-- Provided text --
** begin **

By Pete Schroeder and Scott Murdoch
(Reuters) – Multi-billion dollar lifelines for troubled U.S. and European banks shored up investor confidence on Friday and bolstered sentiment in battered stocks, although concerns now centre on whether a global financial crisis has been fully averted.
Large U.S. banks injected $30 billion in deposits into First Republic Bank on Thursday, swooping in to rescue the lender caught up in a widening crisis triggered by the collapse of two other mid-size U.S. lenders over the past week.
The package came less than a day after Swiss bank Credit Suisse clinched an emergency central bank loan of up to $54 billion to shore up its liquidity, which went some way to calming panic about a global banking crisis.
On Friday, Asian stocks were mostly higher in morning trade, tracking Wall Street’s relief rally. First Republic Bank’s stock closed up 10% on news of the rescue but its shares fell 18% in after-market trading, after the bank said it would suspend its dividend. The stock is down more than 70% since March 6.
“I don’t think we are in the crux of a global financial crisis, balance sheets are much better than they were in 2008, banks are better regulated,” said Karen Jorritsma, head of Australian equities, RBC Capital Market. “But people are concerned that the contagion risk is real, and that rattles confidence.”
The European Central Bank pressed forward with a 50-basis-point rate hike on Thursday despite the financial markets turmoil, arguing that euro zone banks were resilient and that if anything, the move to higher rates should bolster their margins.
Focus now swings to the Federal Reserve’s policy decision next week and whether it will stick with its aggressive interest rate hikes as it seeks to get inflation under control.
In Asia, authorities in Singapore and Australia said they were monitoring financial markets but were confident local banks were well capitalised and able to withstand major shocks.
Banking stocks globally have been battered since Silicon Valley Bank collapsed last week due to bond-related losses that piled up when interest rates surged last year, raising questions about what else might be lurking in the wider banking system.
Within days, the market turmoil had ensnared Credit Suisse, forcing it to borrow from Switzerland’s central bank.

** end **

-- Problem details --
Can you write out the passage of the banking report from "The European Central" to "inflation under control." word for word?

-- Record list --
** begin **

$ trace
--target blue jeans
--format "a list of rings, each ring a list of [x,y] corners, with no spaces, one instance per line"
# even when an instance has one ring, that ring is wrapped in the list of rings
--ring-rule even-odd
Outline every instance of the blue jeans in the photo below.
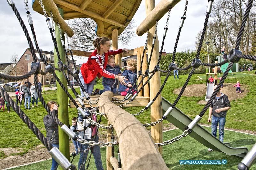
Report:
[[[87,140],[87,141],[90,140]],[[96,142],[99,142],[99,137],[96,136],[95,139],[95,141]],[[89,145],[88,144],[82,144],[81,150],[85,151],[87,149]],[[84,153],[83,152],[81,152],[80,153],[80,158],[79,159],[79,161],[78,162],[78,169],[80,169],[80,166],[83,166],[83,162],[85,162],[87,159],[87,156],[88,153],[90,152],[90,150],[87,151],[86,153]],[[104,170],[103,166],[102,165],[102,162],[101,161],[101,154],[100,153],[100,146],[96,145],[92,148],[92,154],[94,157],[95,161],[95,165],[96,165],[96,168],[97,170]],[[83,168],[81,169],[81,170],[84,170],[85,165],[84,165]]]
[[[28,108],[30,108],[30,101],[31,101],[31,97],[30,96],[25,97],[25,102],[24,105],[25,106],[25,108],[27,108],[27,102],[28,102]]]
[[[96,78],[90,83],[85,84],[85,83],[84,83],[84,78],[83,78],[83,75],[82,75],[81,72],[78,75],[79,78],[81,80],[81,83],[82,83],[85,90],[86,90],[89,96],[92,95],[92,91],[93,91],[93,88],[94,88],[94,85],[96,82]],[[81,93],[81,96],[82,97],[85,97],[81,87],[80,87],[80,92]]]
[[[59,144],[52,144],[53,147],[57,147],[59,148]],[[56,170],[58,167],[58,163],[56,161],[52,158],[52,167],[51,168],[51,170]]]
[[[36,104],[38,104],[38,98],[36,99],[35,99],[34,97],[32,97],[32,104],[34,105],[35,101],[36,101]]]
[[[101,94],[106,91],[111,91],[114,94],[117,93],[117,87],[113,88],[110,86],[107,85],[103,85],[103,87],[104,87],[104,89],[103,90],[100,90],[99,91],[99,94]]]
[[[173,73],[174,73],[174,79],[176,79],[176,78],[175,77],[175,73],[176,73],[176,74],[177,75],[177,78],[179,79],[179,74],[178,74],[178,70],[173,70]]]
[[[219,139],[222,142],[224,138],[224,126],[226,122],[226,117],[212,116],[212,134],[216,137],[217,127],[219,123]]]
[[[76,153],[79,151],[78,150],[78,146],[79,149],[81,150],[81,144],[77,141],[76,141],[73,140],[73,139],[72,139],[72,142],[73,142],[73,144],[74,144],[74,146],[75,146],[75,152]]]

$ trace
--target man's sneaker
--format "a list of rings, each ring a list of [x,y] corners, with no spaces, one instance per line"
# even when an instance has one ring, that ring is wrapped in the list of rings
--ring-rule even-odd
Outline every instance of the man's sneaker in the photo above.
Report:
[[[77,130],[78,131],[84,130],[84,126],[83,126],[83,122],[81,121],[79,121],[77,122]]]
[[[96,96],[96,95],[99,94],[99,91],[100,91],[100,89],[95,89],[95,90],[94,90],[93,92],[93,96]]]

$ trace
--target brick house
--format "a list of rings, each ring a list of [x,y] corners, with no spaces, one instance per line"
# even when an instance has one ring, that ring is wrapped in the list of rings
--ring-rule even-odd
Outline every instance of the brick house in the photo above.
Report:
[[[37,57],[37,61],[40,62],[41,64],[41,69],[44,71],[45,70],[46,65],[43,61],[40,59],[40,56],[37,51],[35,50],[36,52],[36,55]],[[54,53],[53,51],[42,51],[41,52],[43,55],[44,58],[45,59],[47,62],[51,63],[52,65],[54,65]],[[76,60],[74,60],[75,63],[76,63]],[[33,62],[33,58],[32,56],[32,53],[30,48],[27,48],[24,53],[22,54],[22,56],[20,59],[17,62],[16,65],[17,70],[17,76],[20,76],[25,74],[29,72],[31,70],[31,63]],[[69,60],[68,62],[69,64],[70,70],[72,72],[74,71],[74,68],[72,68],[73,67],[73,63],[71,60]],[[78,66],[76,65],[76,67],[77,68]],[[15,67],[12,69],[12,74],[13,75],[15,74]],[[28,78],[28,81],[31,82],[34,82],[34,76],[32,76]],[[45,85],[49,85],[51,84],[55,83],[56,80],[55,78],[53,77],[52,74],[48,73],[46,75],[42,76],[40,74],[38,75],[38,79],[40,80],[40,82]],[[70,75],[70,80],[73,79],[73,77],[71,75]]]

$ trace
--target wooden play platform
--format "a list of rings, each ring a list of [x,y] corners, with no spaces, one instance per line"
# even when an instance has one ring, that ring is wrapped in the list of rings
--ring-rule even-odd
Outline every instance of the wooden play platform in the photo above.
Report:
[[[91,96],[91,99],[92,100],[95,100],[100,97],[100,96],[99,95],[98,95],[97,96]],[[120,95],[116,95],[114,96],[114,97],[117,99],[118,100],[121,100],[123,99],[124,96],[120,96]],[[76,101],[76,103],[79,106],[79,107],[81,107],[81,105],[79,103],[79,102],[77,101],[77,100],[76,99],[75,99],[75,101]],[[134,99],[134,100],[129,103],[129,104],[125,105],[124,106],[126,107],[131,107],[133,106],[146,106],[147,104],[149,102],[150,100],[150,97],[145,97],[144,96],[137,96],[136,97],[135,99]],[[129,101],[125,101],[124,102],[123,102],[121,103],[118,103],[118,104],[116,104],[117,106],[120,106],[120,105],[123,104],[124,103],[125,103],[127,102],[128,102]],[[85,104],[85,107],[90,107],[90,106],[88,104],[86,103],[84,103]],[[98,104],[94,104],[92,105],[92,107],[97,107],[98,105]],[[74,108],[76,107],[74,105],[74,103],[70,100],[69,100],[69,106],[71,108]]]

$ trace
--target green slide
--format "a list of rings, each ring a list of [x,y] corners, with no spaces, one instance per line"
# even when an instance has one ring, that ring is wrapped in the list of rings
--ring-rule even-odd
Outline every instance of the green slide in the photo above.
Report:
[[[172,106],[172,104],[163,97],[162,97],[162,104],[163,115]],[[166,120],[183,131],[192,120],[176,107],[167,116]],[[195,126],[189,135],[205,146],[206,148],[205,149],[210,148],[228,155],[236,155],[243,158],[248,152],[248,149],[245,147],[230,147],[229,143],[223,143],[199,125]],[[193,146],[191,147],[193,148]]]

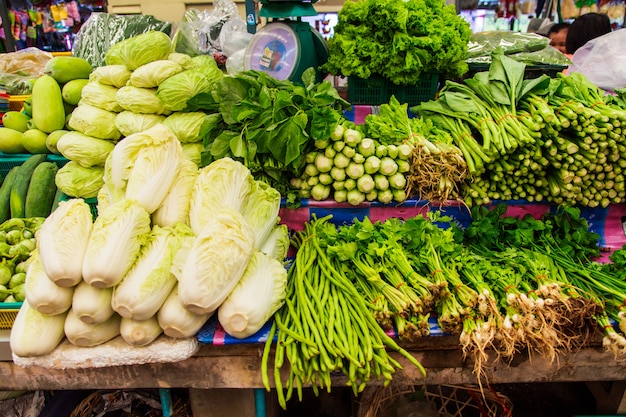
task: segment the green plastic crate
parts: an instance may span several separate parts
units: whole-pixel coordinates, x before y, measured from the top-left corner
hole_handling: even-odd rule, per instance
[[[395,96],[400,103],[415,106],[435,99],[440,78],[438,72],[425,73],[415,85],[398,85],[381,77],[348,77],[348,101],[378,106],[389,103],[391,96]]]
[[[22,165],[31,156],[29,153],[7,154],[0,152],[0,176],[6,177],[11,168]],[[54,154],[47,155],[46,160],[56,162],[59,168],[69,161],[67,158]]]

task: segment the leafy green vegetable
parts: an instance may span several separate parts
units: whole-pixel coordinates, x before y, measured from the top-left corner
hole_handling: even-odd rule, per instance
[[[469,24],[443,0],[347,1],[328,41],[331,74],[415,84],[424,72],[462,75]]]
[[[312,68],[302,78],[305,85],[243,71],[189,100],[186,110],[210,117],[202,128],[202,166],[230,157],[246,165],[255,179],[294,199],[289,180],[304,169],[304,155],[314,141],[328,139],[349,107],[330,82],[315,83]]]

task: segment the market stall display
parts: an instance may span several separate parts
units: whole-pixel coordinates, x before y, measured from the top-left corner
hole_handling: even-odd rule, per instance
[[[286,407],[338,374],[355,395],[428,377],[406,344],[433,334],[457,338],[481,383],[492,354],[625,351],[626,242],[602,241],[582,213],[623,209],[621,95],[580,75],[525,78],[496,51],[436,99],[391,97],[356,123],[311,69],[302,83],[227,75],[213,57],[171,51],[149,31],[95,68],[51,61],[26,118],[8,118],[21,137],[28,123],[45,134],[20,167],[32,173],[0,188],[10,221],[40,219],[36,238],[22,232],[36,247],[19,272],[16,364],[184,362],[221,332],[259,352],[265,342],[260,377]],[[46,161],[55,150],[63,167]],[[508,216],[518,199],[545,204]]]

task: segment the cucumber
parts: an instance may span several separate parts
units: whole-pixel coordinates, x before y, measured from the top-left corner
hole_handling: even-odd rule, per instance
[[[54,162],[42,162],[33,171],[24,204],[25,217],[48,217],[57,191],[54,177],[59,167]]]
[[[17,178],[11,184],[11,194],[9,196],[11,217],[24,218],[26,194],[28,194],[30,178],[37,165],[44,162],[46,157],[46,154],[33,155],[20,166]]]
[[[33,121],[37,129],[46,133],[63,129],[65,108],[59,83],[49,75],[42,75],[35,81],[31,97]]]
[[[11,188],[13,182],[19,175],[20,166],[14,166],[9,170],[7,176],[4,177],[2,186],[0,187],[0,224],[11,218],[11,206],[9,198],[11,196]]]
[[[91,74],[91,64],[77,56],[52,57],[44,67],[44,74],[54,78],[59,84],[71,80],[88,79]]]
[[[54,193],[54,198],[52,199],[52,207],[50,207],[50,213],[54,212],[54,210],[59,207],[59,203],[62,201],[61,199],[63,198],[63,196],[63,191],[59,190],[59,188],[57,187],[57,191]]]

** end **

-- Expected answer --
The European Central Bank pressed forward with a 50-basis-point rate hike on Thursday despite the financial markets turmoil, arguing that euro zone banks were resilient and that if anything, the move to higher rates should bolster their margins.
Focus now swings to the Federal Reserve’s policy decision next week and whether it will stick with its aggressive interest rate hikes as it seeks to get inflation under control.